→ Task prompt
Output the records exactly as they appear, with no pictures included.

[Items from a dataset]
----------
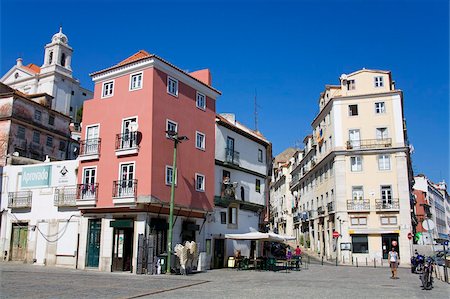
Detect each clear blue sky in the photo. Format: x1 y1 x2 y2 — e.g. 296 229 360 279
0 0 450 181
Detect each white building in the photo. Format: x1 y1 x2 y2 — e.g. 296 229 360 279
0 160 80 267
0 28 93 119
206 114 272 268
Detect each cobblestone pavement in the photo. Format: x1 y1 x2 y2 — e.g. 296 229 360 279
0 263 450 299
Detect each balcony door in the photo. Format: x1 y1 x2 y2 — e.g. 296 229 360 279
118 163 134 197
121 117 137 148
348 129 361 148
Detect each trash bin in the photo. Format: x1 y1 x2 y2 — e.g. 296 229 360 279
228 256 236 268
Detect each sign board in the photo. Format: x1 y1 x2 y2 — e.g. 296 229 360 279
21 165 52 188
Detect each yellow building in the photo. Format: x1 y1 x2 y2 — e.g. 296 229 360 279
290 69 412 263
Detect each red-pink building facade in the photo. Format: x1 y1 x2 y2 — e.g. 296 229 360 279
77 51 220 271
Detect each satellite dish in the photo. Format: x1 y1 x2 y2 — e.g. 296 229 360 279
129 122 139 133
422 219 434 231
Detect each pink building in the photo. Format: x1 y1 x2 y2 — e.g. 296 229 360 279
77 50 220 272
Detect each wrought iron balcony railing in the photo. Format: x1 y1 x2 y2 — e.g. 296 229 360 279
77 183 98 200
225 148 239 165
113 180 137 198
8 191 33 208
375 198 400 210
347 199 370 211
80 138 101 155
54 186 77 207
347 138 392 149
116 132 138 150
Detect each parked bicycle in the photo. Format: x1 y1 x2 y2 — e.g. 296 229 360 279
420 256 435 290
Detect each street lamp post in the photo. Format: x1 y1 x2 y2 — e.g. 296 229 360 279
166 131 189 274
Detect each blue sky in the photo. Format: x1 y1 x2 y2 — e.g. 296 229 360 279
0 0 450 181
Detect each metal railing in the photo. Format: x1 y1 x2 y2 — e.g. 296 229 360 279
347 138 392 149
225 148 239 165
116 132 138 150
8 191 33 208
347 199 370 211
54 186 77 207
80 138 101 155
77 183 98 200
375 198 400 210
113 180 137 198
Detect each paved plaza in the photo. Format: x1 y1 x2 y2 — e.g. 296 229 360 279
0 263 450 299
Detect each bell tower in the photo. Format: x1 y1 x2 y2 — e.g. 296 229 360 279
41 26 73 77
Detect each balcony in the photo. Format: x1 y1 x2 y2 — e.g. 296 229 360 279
327 201 334 214
78 138 101 161
225 148 239 165
347 199 370 212
347 138 392 149
54 186 77 207
116 132 139 157
113 180 137 205
8 191 33 209
76 183 98 207
375 198 400 211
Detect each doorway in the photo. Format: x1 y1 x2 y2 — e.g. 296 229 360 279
112 227 134 271
381 234 400 259
213 239 225 269
10 223 28 261
86 219 102 268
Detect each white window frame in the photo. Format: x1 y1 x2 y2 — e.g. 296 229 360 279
195 91 206 111
195 131 206 151
350 156 363 172
195 173 206 192
166 118 178 139
164 165 178 186
373 76 384 88
129 72 144 91
167 76 179 97
378 154 391 170
375 102 386 114
101 80 115 99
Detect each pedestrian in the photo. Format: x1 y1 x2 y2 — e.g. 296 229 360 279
388 247 399 279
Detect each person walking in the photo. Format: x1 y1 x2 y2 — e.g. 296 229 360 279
388 247 399 279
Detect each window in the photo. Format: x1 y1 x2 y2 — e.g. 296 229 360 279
196 92 206 110
376 128 388 140
166 165 178 185
33 131 41 143
347 80 355 90
45 135 53 147
195 173 205 191
351 217 367 225
102 81 114 98
374 76 384 87
34 110 42 121
352 235 369 253
348 105 358 116
167 77 178 96
17 126 25 139
220 212 227 224
375 102 386 114
350 156 362 171
228 207 237 224
378 155 391 170
195 132 205 150
166 119 178 138
380 216 397 225
130 73 142 90
48 115 55 126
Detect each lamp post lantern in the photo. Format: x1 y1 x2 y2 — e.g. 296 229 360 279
166 131 189 274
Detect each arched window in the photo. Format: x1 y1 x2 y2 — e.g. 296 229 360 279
61 53 66 66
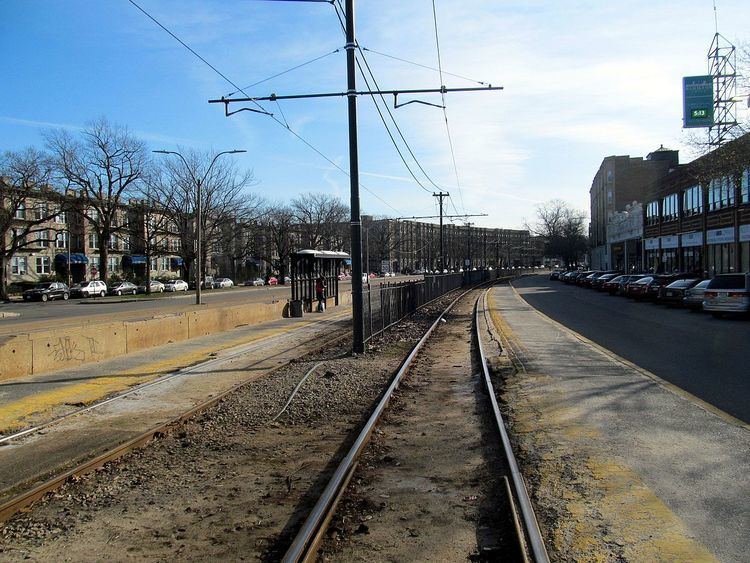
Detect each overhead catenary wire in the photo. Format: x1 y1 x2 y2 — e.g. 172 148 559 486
225 48 341 98
128 0 400 213
432 0 466 213
333 0 450 197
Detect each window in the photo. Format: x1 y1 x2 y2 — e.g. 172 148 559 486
36 256 50 275
682 186 703 217
661 194 679 221
107 256 120 273
36 231 49 248
10 256 26 276
708 176 734 211
34 203 47 221
55 231 68 248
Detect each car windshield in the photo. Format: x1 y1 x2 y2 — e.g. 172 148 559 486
667 279 695 288
708 274 745 289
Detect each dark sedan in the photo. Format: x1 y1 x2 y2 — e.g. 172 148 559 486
23 282 70 301
659 278 701 307
625 276 654 301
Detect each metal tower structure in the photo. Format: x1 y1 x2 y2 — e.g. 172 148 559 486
708 31 737 149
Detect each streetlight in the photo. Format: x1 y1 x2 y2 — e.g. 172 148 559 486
153 149 247 305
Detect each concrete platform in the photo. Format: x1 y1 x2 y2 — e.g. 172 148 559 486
0 308 351 501
489 286 750 562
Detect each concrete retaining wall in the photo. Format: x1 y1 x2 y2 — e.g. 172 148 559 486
0 302 294 381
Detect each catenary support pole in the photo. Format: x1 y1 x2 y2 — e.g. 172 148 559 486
346 0 365 354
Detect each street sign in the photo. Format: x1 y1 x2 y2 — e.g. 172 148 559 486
682 76 714 129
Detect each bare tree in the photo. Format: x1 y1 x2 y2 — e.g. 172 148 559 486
525 199 587 266
290 193 349 250
0 148 63 299
261 204 295 283
46 118 148 282
157 151 259 286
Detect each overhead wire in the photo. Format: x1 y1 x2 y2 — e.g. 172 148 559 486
432 0 466 213
333 0 442 193
128 0 400 213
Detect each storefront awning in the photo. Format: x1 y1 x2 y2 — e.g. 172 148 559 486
55 253 89 264
122 254 146 268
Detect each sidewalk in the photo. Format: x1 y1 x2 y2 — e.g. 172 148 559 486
489 286 750 562
0 307 351 501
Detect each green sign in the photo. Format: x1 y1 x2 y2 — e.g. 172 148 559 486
682 76 714 128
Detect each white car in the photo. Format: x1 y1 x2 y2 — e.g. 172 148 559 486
138 280 164 293
70 280 107 297
164 280 187 291
214 278 234 289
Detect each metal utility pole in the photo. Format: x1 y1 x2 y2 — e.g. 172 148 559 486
466 223 474 270
432 192 450 272
346 0 369 354
208 0 503 353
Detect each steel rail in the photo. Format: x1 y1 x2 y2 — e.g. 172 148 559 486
----------
→ Reply
Detect each clear blue sky in the photo. Format: x1 y1 x2 y2 — e.g. 296 229 360 279
0 0 450 181
Detect each white building in the photo. Format: x1 y1 x2 y2 — e.g. 296 229 360 279
0 160 80 267
0 28 93 119
206 114 272 268
Detect each cobblestone pavement in the photo. Format: x1 y1 x2 y2 — e.g. 296 229 360 279
0 263 450 299
Detect each balcony door in the photo. Format: x1 y1 x2 y2 — e.g. 296 229 360 279
118 163 134 197
121 117 137 148
348 129 361 148
Detect each trash bin in the photo. Format: x1 y1 x2 y2 — e.g. 296 229 360 279
228 256 236 268
Detect each sign board in the photo. Format: x1 y1 x2 y2 — e.g. 296 229 360 279
21 165 52 188
Detect each yellow building in the photo. Format: x1 y1 x2 y2 — e.g. 296 229 360 279
290 69 412 263
Detect each red-pink building facade in the photo. Format: x1 y1 x2 y2 — e.g. 296 229 360 279
77 51 220 271
Detect each satellite dish in the photo. Format: x1 y1 x2 y2 — e.g. 296 229 360 279
129 122 139 133
422 219 434 231
Detect each pink building in the photo. Format: x1 y1 x2 y2 — e.g. 296 229 360 279
77 50 220 272
Detect each wrought iron balcony railing in the photo. Format: x1 y1 x2 y2 — e.g. 296 229 360 279
77 183 98 200
225 148 239 165
113 180 137 198
8 191 33 208
375 198 400 210
347 199 370 211
80 138 101 155
54 186 77 207
347 138 392 149
116 132 138 150
Detect each parked bicycle in the photo. Format: x1 y1 x2 y2 — e.g. 296 229 360 279
420 256 435 290
Detect each street lamp post in the photo. Format: x1 y1 x2 y2 — e.g. 296 229 360 279
166 131 189 274
Detect each blue sky in the photo. Format: x1 y1 x2 y2 — e.g. 296 229 360 279
0 0 450 181
Detect each metal railing in the photo. Format: x1 y1 x2 y2 — e.g. 296 229 360 279
347 138 392 149
225 148 239 165
116 132 138 150
8 191 33 208
347 199 370 211
54 186 77 207
80 138 101 155
77 183 98 200
375 198 400 210
113 180 137 198
Detect each paved plaza in the photo. Format: x1 y1 x2 y2 — e.g. 296 229 360 279
0 263 450 299
Detect each bell tower in the photo. Format: x1 y1 x2 y2 — e.g. 296 229 360 279
41 26 73 77
Detect each balcony in the photo. Format: x1 y1 x2 y2 — e.g. 296 229 360 279
327 201 334 214
78 138 101 161
225 148 239 165
347 199 370 212
347 138 392 149
54 186 77 207
116 132 139 157
113 180 137 205
8 191 33 209
76 183 98 207
375 198 400 211
Detect each doorway in the photo. Format: x1 y1 x2 y2 — e.g. 296 229 360 279
112 227 134 271
381 234 400 259
213 239 225 269
10 223 28 261
86 219 102 268
Detect each white window frame in the photo. Format: x1 y1 x2 y2 — e.g. 296 229 360 279
195 91 206 111
195 131 206 151
350 156 363 172
195 173 206 192
166 118 178 139
164 165 178 186
373 76 384 88
129 72 144 91
167 76 179 97
378 154 391 170
375 102 386 114
101 80 115 99
Detect each pedestrian in the photo. Format: x1 y1 x2 y2 — e.g. 296 229 360 279
388 247 399 279
Detect each person walking in the photo. Format: x1 y1 x2 y2 — e.g. 296 229 360 279
388 247 399 279
Detect each window in the photo. Format: x1 y1 x2 y2 — e.g. 296 229 360 279
196 92 206 110
376 128 388 140
166 165 178 185
33 131 41 143
347 80 355 90
45 135 53 147
195 173 205 191
351 217 367 225
102 81 114 98
374 76 384 87
34 110 42 121
352 235 369 253
348 105 358 116
167 77 178 96
17 126 25 139
220 212 227 224
375 102 386 114
350 156 362 171
228 207 237 224
378 155 391 170
195 132 205 150
166 119 178 138
380 216 397 225
130 73 142 90
48 115 55 126
Detect each lamp post lantern in the photo. Format: x1 y1 x2 y2 — e.g. 296 229 360 279
166 131 189 274
Detect each arched window in the photo. Format: x1 y1 x2 y2 — e.g. 296 229 360 279
61 53 66 66
Detect each overhead catenary wire in the photo. Format: x1 y1 x2 y2 — e.g. 172 148 559 486
225 48 341 98
128 0 400 213
432 0 466 213
333 0 450 197
Detect each window in the photo. Format: x1 y1 x2 y2 — e.g. 172 148 559 486
36 256 50 275
682 186 703 217
661 194 679 221
107 256 120 273
36 231 49 248
10 256 26 276
708 176 734 211
34 203 47 221
55 231 68 248
Detect each car windshield in the photo. Format: x1 y1 x2 y2 — e.g. 172 148 559 486
667 279 695 288
708 274 745 289
Detect each dark sedan in the photo. Format: x1 y1 x2 y2 — e.g. 172 148 559 486
23 282 70 301
659 278 701 307
625 276 654 301
Detect each metal tower structure in the photo. Format: x1 y1 x2 y2 — e.g. 172 148 559 486
708 31 737 149
Detect each streetlight in the photo. Format: x1 y1 x2 y2 — e.g. 172 148 559 486
153 149 247 305
Detect each concrete platform in the photo. Format: x1 y1 x2 y2 — e.g. 172 148 559 486
0 308 351 501
489 286 750 562
Detect each concrete retaining wall in the photo. Format: x1 y1 x2 y2 — e.g. 172 148 559 486
0 302 294 381
Detect each catenary support pole in the photo. Format: x1 y1 x2 y2 — e.g. 172 148 559 486
346 0 365 354
Detect each street sign in the photo. Format: x1 y1 x2 y2 — e.g. 172 148 559 486
682 76 714 129
Detect each bare tree in the photo. Format: x1 y1 x2 y2 — e.g. 172 148 559 486
525 199 587 266
290 193 349 250
0 148 63 299
261 204 295 283
46 118 148 282
157 151 259 286
Detect each overhead wire in the photo. Format: x1 y1 x2 y2 — e.g. 172 148 559 486
432 0 466 213
333 0 442 193
128 0 400 213
Detect each storefront awning in the photo. Format: x1 y1 x2 y2 — e.g. 172 148 559 486
55 253 89 264
122 254 146 268
Detect each sidewalk in the photo. Format: x1 y1 x2 y2 — e.g. 172 148 559 486
489 286 750 562
0 307 351 501
Detect each green sign in the photo. Format: x1 y1 x2 y2 — e.g. 172 148 559 486
682 76 714 128
Detect each white car in the photo. Format: x1 y1 x2 y2 — e.g. 172 148 559 486
138 280 164 293
70 280 107 297
164 280 187 291
214 278 234 289
Detect each metal utility pole in the photo. Format: x1 y1 x2 y2 — e.g. 172 148 559 486
466 223 474 270
432 192 450 272
346 0 369 354
208 0 503 353
Detect each steel rail in the photo. Format: x1 y1 x2 y2 — e.g. 172 148 559 486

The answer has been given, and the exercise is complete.